DOCUMENT EXTRACT »

# New to me LT1000



## wings515 (Apr 25, 2020)

Last Saturday I acquired this for nothing. When I got it home and did a quick inspection I noticed the carb and intake manifold were not there. Can someone show a picture of the parts required to complete this portion.
I found an ebay seller with the complete intake/carb but it is quite costly and there are a lot of other parts not needed.
I can find an intake manifold and carb on-line but I don't know what else I need. The sheet metal assembly that is near the carb is still there. The manual parts breakdown does not show the parts assembled.
I have done some initial tests. The starter does turn the engine over quickly and a compression test shows 75 PSI. There is spark and I purchased a new plug but have not installed it yet. My next test is to use a little starting fluid squirted into the open intake port to see if it will fire.
Since it was free, I still don't know if the trans is good, the blade shafts are OK.
Don't want to invest to much.
Thanks,
wings515


----------



## pogobill (Jan 31, 2012)

Welcome to the forum. I'd call the seller and see if he has any parts laying around that he fogot to throw into a box for you.


----------



## wings515 (Apr 25, 2020)

pogobill said:


> Welcome to the forum. I'd call the seller and see if he has any parts laying around that he fogot to throw into a box for you.

THE TASK »
Please rewrite the LT1000 thread between "I can find an" and "the parts assembled.", inclusive, with "carb" replaced by "carburetor". The items after the LT1000 thread are separate material.

DATA »
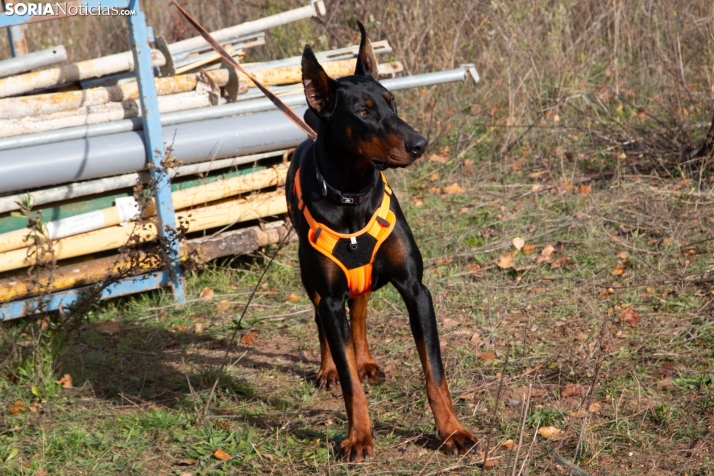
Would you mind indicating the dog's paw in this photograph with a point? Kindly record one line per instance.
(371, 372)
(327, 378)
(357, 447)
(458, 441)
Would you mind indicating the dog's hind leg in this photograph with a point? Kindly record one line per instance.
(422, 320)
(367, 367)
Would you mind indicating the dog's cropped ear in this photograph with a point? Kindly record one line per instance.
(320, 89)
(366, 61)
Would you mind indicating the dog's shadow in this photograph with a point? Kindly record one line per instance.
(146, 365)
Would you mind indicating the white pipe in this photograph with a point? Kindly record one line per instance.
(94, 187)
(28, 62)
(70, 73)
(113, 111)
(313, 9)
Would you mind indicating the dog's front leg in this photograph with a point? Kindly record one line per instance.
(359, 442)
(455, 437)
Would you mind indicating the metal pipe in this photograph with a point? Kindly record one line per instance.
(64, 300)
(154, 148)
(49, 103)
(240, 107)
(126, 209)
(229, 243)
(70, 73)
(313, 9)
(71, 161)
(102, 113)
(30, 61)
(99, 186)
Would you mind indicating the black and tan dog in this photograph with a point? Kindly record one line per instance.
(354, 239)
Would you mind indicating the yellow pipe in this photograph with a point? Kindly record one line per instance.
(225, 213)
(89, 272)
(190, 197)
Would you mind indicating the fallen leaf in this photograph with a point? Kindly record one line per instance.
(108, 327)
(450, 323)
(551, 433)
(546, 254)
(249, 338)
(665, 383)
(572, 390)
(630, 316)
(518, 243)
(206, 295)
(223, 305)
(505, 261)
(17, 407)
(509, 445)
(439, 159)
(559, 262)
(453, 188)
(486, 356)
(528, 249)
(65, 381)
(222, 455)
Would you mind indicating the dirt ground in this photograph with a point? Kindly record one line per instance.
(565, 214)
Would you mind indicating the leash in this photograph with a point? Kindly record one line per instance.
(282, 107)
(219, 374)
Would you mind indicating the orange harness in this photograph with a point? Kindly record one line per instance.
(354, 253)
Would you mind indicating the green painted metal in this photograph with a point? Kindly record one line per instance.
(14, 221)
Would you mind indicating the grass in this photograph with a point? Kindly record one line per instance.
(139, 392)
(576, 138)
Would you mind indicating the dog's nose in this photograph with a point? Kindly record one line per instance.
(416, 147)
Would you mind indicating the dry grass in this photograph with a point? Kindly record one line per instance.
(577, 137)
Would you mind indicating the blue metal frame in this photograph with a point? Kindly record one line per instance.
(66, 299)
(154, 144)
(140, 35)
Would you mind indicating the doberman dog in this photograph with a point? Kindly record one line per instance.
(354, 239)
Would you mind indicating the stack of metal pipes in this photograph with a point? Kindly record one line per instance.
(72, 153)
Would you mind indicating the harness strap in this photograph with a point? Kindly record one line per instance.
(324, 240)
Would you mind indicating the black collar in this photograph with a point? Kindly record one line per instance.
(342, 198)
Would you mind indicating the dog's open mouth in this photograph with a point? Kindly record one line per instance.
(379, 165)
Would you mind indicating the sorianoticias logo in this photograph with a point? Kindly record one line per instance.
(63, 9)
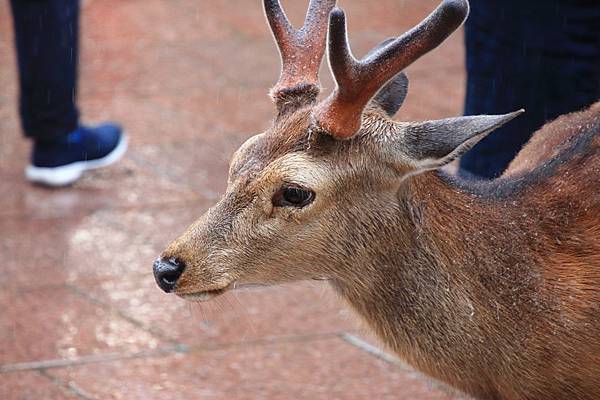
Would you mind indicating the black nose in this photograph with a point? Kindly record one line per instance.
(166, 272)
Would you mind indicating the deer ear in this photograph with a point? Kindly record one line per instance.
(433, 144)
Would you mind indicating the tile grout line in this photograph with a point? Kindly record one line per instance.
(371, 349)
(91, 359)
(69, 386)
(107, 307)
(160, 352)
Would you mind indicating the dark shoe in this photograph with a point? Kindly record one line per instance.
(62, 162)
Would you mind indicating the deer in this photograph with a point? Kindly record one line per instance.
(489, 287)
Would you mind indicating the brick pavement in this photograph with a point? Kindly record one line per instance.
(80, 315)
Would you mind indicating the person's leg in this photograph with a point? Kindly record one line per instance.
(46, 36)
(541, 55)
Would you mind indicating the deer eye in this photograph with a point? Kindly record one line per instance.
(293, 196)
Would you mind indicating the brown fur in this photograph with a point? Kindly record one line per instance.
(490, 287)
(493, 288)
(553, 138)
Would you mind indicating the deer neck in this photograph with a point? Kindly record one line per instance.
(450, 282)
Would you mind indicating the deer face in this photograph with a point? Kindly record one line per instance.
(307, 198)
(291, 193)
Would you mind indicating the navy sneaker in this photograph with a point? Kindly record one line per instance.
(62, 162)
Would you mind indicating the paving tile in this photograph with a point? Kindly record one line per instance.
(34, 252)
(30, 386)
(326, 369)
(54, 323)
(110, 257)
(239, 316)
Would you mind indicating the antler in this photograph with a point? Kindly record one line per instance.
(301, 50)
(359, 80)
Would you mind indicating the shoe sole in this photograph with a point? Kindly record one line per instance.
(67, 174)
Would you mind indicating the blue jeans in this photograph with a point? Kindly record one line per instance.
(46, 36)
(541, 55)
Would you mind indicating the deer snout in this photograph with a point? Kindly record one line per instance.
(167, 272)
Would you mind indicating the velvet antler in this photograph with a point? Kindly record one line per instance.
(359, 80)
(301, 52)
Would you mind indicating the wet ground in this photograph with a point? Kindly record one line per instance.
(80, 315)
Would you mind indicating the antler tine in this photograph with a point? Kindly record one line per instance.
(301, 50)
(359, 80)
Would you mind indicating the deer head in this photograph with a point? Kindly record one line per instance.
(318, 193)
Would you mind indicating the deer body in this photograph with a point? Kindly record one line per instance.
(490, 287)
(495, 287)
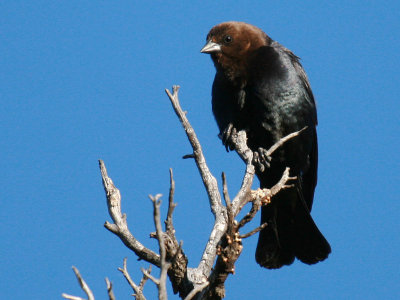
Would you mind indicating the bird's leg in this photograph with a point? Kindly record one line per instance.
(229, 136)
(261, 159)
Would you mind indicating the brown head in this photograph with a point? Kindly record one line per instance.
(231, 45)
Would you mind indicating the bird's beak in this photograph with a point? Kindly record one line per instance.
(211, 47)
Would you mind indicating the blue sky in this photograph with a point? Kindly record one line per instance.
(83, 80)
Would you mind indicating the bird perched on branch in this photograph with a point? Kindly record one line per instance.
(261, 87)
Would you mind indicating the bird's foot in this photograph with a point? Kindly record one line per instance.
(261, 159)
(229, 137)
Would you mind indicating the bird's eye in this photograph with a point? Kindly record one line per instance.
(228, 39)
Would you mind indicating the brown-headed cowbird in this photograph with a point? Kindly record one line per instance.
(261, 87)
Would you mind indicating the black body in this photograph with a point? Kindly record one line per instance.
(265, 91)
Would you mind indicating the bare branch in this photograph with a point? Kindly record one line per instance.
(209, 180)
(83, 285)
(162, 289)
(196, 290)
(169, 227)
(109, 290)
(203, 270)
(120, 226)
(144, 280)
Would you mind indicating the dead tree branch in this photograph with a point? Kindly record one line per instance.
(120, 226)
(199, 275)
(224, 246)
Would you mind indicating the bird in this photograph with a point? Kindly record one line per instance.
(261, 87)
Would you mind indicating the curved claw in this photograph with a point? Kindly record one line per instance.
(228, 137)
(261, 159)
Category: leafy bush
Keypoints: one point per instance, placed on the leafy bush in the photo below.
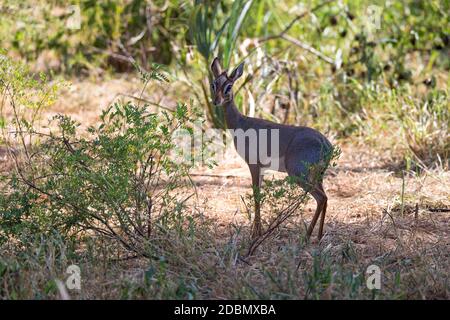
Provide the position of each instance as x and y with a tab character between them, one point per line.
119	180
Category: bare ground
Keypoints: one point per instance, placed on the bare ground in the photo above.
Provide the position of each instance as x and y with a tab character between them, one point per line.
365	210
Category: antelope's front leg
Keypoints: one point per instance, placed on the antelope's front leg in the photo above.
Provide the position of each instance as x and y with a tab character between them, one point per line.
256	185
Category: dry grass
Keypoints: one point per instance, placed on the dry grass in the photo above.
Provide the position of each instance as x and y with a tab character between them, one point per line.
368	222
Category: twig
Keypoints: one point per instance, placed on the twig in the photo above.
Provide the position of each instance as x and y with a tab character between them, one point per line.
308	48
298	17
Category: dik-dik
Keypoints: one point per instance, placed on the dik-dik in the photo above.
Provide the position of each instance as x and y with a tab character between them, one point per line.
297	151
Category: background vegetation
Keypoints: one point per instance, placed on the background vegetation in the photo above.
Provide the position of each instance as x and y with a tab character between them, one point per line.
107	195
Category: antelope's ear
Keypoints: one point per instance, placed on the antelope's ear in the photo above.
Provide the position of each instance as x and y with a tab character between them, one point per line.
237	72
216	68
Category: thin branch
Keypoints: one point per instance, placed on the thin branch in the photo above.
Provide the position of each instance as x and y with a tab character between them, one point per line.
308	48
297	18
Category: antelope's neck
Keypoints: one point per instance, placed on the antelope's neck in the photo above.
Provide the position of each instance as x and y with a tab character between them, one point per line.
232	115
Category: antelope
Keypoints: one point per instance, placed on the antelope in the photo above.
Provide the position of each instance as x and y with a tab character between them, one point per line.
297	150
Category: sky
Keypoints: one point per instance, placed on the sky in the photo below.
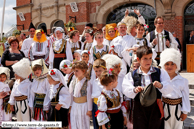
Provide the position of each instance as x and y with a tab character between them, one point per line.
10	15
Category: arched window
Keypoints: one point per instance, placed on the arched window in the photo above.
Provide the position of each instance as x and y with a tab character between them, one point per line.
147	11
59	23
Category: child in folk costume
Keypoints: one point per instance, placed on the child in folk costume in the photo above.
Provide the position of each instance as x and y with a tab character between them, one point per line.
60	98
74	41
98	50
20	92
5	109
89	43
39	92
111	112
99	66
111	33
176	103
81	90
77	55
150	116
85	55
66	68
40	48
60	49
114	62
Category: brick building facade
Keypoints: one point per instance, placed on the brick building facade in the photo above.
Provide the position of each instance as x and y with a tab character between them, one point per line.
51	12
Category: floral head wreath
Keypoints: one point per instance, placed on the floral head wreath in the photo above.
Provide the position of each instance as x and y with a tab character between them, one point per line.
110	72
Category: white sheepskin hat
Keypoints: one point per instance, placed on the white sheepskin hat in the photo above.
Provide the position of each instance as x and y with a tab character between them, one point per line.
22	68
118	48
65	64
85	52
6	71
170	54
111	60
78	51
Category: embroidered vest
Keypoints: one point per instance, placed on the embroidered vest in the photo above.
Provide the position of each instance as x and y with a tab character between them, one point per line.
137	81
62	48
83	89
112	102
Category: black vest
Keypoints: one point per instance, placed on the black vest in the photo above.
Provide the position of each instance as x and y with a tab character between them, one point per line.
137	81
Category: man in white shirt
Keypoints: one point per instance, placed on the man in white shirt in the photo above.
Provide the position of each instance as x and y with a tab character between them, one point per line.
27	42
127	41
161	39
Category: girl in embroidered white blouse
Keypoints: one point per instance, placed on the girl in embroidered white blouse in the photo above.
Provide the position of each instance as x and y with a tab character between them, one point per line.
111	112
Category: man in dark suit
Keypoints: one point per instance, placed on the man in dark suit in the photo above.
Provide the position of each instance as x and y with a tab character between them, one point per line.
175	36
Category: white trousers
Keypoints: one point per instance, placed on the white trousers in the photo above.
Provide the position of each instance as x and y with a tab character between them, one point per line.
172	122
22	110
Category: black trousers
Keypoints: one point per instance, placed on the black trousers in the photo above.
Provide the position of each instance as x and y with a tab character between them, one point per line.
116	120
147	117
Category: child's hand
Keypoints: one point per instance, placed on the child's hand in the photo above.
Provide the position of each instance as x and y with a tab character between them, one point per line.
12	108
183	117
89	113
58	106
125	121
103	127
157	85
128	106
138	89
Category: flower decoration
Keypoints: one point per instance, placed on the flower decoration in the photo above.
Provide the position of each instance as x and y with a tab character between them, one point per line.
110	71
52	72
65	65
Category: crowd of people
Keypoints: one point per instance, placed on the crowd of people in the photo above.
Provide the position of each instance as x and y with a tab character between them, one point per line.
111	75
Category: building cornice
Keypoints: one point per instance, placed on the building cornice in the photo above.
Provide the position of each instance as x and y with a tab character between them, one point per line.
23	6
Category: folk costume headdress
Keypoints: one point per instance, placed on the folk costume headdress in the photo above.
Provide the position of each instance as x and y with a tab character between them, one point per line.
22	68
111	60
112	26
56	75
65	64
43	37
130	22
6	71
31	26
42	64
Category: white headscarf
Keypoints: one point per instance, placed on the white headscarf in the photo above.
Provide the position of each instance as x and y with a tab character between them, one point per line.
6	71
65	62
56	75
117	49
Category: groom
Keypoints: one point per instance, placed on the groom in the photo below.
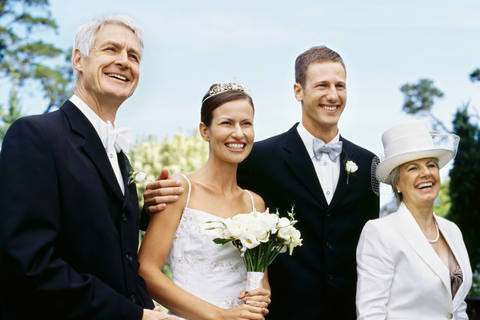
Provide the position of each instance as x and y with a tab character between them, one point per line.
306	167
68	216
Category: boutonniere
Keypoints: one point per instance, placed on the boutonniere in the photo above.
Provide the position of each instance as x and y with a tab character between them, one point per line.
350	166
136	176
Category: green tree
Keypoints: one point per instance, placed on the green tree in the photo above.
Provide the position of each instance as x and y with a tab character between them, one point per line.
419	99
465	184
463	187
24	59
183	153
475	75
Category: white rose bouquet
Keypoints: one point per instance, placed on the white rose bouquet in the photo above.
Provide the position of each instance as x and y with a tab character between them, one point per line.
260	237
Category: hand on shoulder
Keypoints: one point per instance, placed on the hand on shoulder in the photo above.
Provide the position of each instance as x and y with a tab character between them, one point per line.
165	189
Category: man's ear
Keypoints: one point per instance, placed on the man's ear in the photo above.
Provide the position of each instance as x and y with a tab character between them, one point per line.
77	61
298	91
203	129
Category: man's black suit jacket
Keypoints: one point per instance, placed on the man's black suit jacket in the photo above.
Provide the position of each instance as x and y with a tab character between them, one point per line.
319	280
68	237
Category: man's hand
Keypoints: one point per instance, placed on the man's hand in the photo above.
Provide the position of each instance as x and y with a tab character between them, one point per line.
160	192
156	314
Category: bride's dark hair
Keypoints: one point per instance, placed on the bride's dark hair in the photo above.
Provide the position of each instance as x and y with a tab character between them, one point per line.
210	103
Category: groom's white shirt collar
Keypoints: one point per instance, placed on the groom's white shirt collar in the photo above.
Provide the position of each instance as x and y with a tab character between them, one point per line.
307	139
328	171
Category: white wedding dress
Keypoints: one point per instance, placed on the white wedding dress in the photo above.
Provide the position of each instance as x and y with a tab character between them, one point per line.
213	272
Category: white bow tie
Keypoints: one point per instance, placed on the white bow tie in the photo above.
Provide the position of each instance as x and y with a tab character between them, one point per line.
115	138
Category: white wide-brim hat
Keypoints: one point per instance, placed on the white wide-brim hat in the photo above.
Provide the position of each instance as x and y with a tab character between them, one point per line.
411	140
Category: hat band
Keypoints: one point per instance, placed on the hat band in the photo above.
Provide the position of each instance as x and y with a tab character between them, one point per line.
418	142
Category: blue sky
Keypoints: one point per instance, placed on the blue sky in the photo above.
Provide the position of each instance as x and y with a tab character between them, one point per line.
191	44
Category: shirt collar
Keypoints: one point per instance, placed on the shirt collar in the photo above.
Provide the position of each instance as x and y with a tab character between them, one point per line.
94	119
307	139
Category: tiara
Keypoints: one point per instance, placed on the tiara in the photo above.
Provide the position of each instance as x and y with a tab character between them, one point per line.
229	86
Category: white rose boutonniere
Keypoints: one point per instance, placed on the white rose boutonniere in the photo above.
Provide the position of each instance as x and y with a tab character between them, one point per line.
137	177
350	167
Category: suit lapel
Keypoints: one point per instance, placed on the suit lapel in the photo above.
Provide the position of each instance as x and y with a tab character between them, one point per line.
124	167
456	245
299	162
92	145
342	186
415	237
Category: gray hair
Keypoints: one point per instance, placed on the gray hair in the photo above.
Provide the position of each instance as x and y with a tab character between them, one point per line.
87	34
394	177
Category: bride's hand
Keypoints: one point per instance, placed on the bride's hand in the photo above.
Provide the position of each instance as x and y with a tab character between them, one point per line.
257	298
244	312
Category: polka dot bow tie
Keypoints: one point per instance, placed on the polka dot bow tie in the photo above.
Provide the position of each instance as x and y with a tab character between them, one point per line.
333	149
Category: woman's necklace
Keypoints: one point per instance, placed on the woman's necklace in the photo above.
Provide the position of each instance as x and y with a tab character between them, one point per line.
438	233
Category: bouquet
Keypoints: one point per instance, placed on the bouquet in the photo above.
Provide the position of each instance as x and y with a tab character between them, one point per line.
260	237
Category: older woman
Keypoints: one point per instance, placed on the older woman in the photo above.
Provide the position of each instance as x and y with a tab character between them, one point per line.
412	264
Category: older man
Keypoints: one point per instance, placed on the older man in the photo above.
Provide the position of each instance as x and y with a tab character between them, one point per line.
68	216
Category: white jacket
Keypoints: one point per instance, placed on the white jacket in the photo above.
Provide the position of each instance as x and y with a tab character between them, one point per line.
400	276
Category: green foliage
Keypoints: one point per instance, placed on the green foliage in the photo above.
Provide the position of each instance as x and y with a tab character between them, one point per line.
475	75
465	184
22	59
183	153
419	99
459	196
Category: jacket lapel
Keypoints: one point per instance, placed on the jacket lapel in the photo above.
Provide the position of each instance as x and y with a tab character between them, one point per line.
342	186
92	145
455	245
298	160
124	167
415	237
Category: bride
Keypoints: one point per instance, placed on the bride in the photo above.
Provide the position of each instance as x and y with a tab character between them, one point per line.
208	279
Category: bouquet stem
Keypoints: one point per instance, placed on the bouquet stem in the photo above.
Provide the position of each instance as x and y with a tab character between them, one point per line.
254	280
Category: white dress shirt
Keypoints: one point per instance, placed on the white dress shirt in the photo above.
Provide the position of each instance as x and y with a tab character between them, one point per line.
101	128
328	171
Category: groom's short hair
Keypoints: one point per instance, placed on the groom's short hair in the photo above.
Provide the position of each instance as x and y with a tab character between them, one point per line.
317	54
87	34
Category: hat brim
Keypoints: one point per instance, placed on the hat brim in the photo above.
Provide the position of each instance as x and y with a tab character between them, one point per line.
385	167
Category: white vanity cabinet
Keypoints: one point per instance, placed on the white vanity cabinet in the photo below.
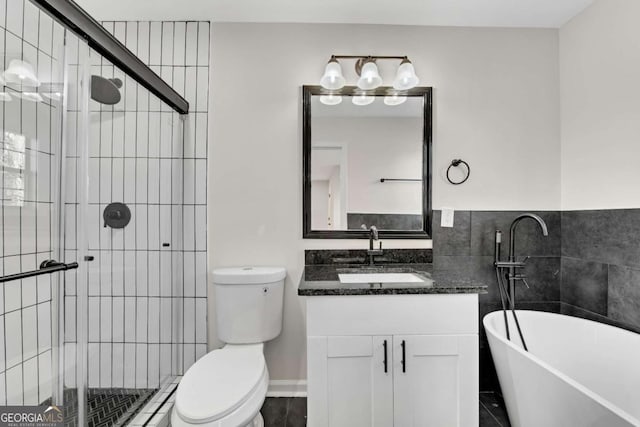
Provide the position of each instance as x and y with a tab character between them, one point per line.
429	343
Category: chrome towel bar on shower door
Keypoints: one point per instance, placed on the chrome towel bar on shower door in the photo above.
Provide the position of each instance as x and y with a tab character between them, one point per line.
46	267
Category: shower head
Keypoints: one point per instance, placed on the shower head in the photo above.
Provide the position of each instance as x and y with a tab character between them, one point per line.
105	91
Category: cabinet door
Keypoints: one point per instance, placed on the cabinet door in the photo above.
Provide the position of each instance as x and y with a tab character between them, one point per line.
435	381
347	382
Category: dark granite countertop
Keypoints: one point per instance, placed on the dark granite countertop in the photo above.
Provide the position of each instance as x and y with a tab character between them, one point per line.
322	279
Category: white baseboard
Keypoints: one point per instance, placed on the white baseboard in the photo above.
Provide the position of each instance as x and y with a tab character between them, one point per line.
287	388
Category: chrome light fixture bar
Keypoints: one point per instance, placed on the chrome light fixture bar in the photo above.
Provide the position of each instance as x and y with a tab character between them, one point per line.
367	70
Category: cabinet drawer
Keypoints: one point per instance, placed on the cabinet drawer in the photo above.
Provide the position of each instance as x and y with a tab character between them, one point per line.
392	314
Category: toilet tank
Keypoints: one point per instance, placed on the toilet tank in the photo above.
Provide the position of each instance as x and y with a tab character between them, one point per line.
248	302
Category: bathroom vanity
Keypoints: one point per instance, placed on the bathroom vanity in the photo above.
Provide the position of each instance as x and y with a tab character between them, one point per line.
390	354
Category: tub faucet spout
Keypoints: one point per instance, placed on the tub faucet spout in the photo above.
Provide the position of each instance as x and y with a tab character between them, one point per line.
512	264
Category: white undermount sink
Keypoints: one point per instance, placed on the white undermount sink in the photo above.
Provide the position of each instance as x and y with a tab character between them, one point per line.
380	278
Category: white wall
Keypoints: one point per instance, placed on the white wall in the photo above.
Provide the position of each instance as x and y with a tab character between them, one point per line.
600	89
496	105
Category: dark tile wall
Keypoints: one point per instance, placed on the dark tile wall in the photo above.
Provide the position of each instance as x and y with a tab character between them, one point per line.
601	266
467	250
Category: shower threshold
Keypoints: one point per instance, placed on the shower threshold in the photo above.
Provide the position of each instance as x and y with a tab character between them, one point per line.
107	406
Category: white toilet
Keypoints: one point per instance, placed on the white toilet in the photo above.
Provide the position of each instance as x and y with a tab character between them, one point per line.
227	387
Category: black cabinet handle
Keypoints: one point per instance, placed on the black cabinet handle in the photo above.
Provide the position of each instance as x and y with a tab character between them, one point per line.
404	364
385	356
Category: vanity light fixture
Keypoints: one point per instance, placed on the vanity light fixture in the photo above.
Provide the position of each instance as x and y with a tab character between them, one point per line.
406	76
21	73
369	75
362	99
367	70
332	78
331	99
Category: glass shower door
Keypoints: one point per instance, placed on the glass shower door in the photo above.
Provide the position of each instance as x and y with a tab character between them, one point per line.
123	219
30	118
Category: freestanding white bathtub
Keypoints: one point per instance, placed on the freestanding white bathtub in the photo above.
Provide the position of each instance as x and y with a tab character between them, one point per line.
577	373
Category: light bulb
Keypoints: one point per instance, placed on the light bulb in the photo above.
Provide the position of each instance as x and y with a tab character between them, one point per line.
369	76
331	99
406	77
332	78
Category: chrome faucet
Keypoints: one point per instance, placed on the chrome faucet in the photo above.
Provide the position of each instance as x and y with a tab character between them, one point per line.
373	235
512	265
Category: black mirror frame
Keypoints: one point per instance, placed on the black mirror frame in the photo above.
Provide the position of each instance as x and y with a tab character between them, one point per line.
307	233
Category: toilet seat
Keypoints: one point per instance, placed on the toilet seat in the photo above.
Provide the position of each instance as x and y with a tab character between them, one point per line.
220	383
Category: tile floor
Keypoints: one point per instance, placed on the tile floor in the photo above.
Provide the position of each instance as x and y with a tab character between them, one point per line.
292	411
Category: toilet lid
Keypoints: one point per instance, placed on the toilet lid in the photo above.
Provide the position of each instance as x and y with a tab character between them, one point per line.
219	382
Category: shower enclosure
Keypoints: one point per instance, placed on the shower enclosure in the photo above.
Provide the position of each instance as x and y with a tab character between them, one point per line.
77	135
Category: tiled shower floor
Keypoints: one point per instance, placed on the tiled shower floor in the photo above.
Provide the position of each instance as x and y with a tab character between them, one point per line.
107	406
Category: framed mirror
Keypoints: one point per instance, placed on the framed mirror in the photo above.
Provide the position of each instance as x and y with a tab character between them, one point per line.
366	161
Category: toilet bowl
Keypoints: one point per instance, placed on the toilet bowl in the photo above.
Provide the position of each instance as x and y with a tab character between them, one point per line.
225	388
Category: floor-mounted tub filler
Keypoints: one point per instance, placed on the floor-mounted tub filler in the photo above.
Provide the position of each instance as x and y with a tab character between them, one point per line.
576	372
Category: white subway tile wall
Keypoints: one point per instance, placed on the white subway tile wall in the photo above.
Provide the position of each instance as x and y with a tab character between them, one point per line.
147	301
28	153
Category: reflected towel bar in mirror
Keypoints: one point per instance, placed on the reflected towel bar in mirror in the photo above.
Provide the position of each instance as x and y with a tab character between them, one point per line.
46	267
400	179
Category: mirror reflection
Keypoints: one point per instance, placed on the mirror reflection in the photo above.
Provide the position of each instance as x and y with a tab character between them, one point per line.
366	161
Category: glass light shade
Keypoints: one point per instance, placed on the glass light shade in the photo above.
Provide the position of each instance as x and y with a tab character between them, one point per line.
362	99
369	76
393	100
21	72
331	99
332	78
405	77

ANSWER TO THE EXERCISE »
I can find an intake manifold and carburetor on-line but I don't know what else I need. The sheet metal assembly that is near the carburetor is still there. The manual parts breakdown does not show the parts assembled.